• Directive: In the records below, find the line containing "line as [258,180]."; give it again exactly, along with every line that follows, and nothing else.

• Available records:
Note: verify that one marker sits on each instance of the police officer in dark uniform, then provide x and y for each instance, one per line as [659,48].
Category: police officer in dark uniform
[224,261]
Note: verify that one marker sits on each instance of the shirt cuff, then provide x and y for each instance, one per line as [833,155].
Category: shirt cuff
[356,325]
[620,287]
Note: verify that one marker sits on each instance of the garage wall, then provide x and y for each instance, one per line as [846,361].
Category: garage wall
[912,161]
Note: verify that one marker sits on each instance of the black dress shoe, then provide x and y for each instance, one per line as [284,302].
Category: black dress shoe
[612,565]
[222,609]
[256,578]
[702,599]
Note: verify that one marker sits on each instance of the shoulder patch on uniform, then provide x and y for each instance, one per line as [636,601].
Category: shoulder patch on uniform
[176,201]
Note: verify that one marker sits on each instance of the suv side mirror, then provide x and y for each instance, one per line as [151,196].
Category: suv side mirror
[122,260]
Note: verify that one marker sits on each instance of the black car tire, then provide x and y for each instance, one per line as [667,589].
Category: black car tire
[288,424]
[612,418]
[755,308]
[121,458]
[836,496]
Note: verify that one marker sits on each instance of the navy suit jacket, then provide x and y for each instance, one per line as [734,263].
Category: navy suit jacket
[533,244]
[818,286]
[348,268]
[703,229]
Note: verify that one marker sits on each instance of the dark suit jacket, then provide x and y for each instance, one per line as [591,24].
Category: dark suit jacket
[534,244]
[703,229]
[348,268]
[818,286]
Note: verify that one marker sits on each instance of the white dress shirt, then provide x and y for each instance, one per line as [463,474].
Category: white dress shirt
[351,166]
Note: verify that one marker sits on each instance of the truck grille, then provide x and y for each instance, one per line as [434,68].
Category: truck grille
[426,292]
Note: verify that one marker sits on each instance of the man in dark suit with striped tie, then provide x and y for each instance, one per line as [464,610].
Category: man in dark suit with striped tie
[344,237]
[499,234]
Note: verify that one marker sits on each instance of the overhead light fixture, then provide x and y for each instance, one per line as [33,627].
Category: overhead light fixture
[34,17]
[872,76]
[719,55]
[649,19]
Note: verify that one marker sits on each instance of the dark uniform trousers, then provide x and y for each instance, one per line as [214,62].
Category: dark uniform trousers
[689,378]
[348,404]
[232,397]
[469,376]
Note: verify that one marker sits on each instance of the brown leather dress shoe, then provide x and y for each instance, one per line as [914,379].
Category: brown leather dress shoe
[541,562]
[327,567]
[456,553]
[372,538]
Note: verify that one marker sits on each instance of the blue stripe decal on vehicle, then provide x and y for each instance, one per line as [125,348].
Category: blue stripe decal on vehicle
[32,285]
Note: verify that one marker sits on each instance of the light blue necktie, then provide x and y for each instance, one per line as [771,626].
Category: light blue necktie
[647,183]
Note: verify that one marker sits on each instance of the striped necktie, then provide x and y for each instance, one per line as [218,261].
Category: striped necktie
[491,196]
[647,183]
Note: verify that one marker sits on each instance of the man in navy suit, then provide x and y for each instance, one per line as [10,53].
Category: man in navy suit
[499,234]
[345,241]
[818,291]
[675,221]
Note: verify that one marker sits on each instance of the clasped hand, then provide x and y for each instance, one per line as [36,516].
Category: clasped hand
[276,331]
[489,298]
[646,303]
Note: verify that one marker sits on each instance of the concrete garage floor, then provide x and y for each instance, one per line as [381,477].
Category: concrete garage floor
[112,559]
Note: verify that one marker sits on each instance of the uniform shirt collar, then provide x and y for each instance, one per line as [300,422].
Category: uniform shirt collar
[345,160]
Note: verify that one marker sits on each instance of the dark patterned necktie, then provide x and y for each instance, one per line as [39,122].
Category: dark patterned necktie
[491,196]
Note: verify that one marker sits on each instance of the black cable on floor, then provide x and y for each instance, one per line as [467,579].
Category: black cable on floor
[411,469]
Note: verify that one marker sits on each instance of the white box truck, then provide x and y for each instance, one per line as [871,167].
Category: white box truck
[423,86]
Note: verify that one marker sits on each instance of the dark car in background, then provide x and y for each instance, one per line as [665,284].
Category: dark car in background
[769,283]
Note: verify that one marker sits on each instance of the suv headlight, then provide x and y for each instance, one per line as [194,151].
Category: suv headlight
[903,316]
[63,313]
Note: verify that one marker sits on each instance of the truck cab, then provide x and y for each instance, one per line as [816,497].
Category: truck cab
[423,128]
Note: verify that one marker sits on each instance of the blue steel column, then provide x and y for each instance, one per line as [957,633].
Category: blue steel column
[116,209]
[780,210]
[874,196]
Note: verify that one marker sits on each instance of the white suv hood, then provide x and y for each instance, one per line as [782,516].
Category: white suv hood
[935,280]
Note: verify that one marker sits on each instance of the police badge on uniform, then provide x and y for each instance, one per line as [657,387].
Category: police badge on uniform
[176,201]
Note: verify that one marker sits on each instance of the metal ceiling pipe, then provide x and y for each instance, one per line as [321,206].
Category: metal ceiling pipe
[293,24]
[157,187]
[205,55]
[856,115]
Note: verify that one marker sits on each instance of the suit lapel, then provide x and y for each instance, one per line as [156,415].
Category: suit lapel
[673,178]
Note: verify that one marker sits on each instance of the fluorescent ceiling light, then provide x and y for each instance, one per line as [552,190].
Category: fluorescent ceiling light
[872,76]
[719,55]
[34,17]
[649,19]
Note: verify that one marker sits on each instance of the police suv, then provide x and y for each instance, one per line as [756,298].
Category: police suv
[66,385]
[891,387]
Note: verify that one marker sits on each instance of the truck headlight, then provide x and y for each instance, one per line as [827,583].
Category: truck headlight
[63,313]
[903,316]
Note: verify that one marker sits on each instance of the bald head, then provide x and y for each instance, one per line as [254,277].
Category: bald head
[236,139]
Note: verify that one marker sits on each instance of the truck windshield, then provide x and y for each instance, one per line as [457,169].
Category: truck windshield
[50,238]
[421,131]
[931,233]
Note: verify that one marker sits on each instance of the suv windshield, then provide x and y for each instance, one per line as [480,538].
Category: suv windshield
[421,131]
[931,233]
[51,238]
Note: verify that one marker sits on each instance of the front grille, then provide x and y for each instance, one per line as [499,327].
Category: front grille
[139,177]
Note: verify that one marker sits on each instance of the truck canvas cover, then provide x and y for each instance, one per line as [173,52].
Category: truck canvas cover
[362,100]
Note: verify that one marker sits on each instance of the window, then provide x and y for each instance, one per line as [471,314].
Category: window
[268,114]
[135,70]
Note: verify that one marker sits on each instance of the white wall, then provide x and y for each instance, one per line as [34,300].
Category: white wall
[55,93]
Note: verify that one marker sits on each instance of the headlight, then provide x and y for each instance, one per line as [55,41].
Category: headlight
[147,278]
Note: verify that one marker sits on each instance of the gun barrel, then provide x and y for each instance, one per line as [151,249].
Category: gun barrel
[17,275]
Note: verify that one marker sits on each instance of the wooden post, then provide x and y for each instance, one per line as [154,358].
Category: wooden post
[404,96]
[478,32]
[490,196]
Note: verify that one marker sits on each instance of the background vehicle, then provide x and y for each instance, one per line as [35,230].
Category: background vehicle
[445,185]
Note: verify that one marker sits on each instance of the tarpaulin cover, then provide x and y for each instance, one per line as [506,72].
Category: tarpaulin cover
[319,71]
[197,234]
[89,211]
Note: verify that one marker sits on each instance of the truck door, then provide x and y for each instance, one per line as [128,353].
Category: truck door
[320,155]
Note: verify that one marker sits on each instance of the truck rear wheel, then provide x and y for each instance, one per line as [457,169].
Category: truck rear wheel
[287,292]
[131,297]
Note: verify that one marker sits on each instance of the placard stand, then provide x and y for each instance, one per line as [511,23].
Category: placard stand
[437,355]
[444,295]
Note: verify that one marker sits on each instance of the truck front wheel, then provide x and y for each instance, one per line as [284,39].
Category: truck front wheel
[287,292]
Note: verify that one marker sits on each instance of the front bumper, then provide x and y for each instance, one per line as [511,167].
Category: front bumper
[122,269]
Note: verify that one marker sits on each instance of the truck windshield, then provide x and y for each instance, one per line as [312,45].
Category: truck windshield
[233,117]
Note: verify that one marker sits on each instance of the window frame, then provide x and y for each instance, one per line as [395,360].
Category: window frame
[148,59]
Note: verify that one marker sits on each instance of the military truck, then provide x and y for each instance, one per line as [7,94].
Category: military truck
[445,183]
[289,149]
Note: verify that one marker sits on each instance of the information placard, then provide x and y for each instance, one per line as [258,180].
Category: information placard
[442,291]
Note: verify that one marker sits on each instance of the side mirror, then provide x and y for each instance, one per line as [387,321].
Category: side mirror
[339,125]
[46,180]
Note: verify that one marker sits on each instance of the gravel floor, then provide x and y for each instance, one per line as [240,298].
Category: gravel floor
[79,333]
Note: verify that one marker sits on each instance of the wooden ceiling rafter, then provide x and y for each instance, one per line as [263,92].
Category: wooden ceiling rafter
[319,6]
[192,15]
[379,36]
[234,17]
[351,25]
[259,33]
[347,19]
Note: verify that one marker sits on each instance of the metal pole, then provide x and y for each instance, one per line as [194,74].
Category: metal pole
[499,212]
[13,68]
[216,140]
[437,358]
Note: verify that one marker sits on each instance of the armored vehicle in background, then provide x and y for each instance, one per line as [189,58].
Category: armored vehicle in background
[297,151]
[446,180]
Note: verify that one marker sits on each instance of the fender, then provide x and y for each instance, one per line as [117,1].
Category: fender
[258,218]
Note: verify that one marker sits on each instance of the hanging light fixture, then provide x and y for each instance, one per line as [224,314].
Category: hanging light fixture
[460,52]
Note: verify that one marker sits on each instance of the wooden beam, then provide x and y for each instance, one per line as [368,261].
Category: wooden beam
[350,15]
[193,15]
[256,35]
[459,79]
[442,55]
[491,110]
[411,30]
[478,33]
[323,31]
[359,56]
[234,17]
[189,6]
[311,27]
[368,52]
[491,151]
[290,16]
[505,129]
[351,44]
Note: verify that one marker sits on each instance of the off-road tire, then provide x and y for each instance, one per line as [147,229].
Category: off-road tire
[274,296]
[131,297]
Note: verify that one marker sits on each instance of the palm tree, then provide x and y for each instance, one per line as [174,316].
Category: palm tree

• Solution for this task:
Note: verify that one marker sits on each instance of the information placard, then provide x and y for each instance, one per line as [258,180].
Category: information placard
[442,291]
Note: verify that one marker sits on each instance of the side mirror, then provide x and y for each instance, one per line as [387,321].
Category: side mirror
[339,125]
[46,180]
Note: verify that one marker sits on each instance of the gravel floor, then provide x and y for each instance, one per line as [240,298].
Category: gravel floor
[79,333]
Note: verify that one marker sits on each instance of the wooden ceiling rafter, then provide x and y for each instance, one per line as [263,92].
Category: wooden ceiling rafter
[319,6]
[192,15]
[379,36]
[234,17]
[351,25]
[259,33]
[347,19]
Note: verify that one marker sits on each instance of the metal pole, then provide x and y for each instance, one per line as [194,74].
Category: metal pole
[499,212]
[13,68]
[216,140]
[437,358]
Note: verify that one marker sits on each instance of the armored vehicle in background, then provide x and y for each instance, one per line as [189,58].
Category: armored vehicle in background
[297,151]
[446,180]
Note: verify that one marker sits on each instance of the fender, then provide x and y for each instance, one per line as [117,1].
Category: fender
[258,218]
Note: verify that one marker sits on each instance of the hanging light fixture, then provide x and y for each instance, one per line as [224,314].
Category: hanging light fixture
[460,52]
Note: verify that one marker sits on each instance of the wooden beam, then provide x and y for each instance, one per line as [368,261].
Category: wooden beam
[350,15]
[193,15]
[256,35]
[459,79]
[442,55]
[491,110]
[411,30]
[478,33]
[323,31]
[359,56]
[234,17]
[189,6]
[311,27]
[368,52]
[491,151]
[290,16]
[505,129]
[351,44]
Note: verify that one marker sits on each instance of the off-road tire, then provide x and y for each instance, one per line as [147,229].
Category: off-road tire
[274,296]
[131,297]
Note: verify that one marker sits on each instance of the palm tree, then provide x and y for each instance, one per line as [174,316].
Category: palm tree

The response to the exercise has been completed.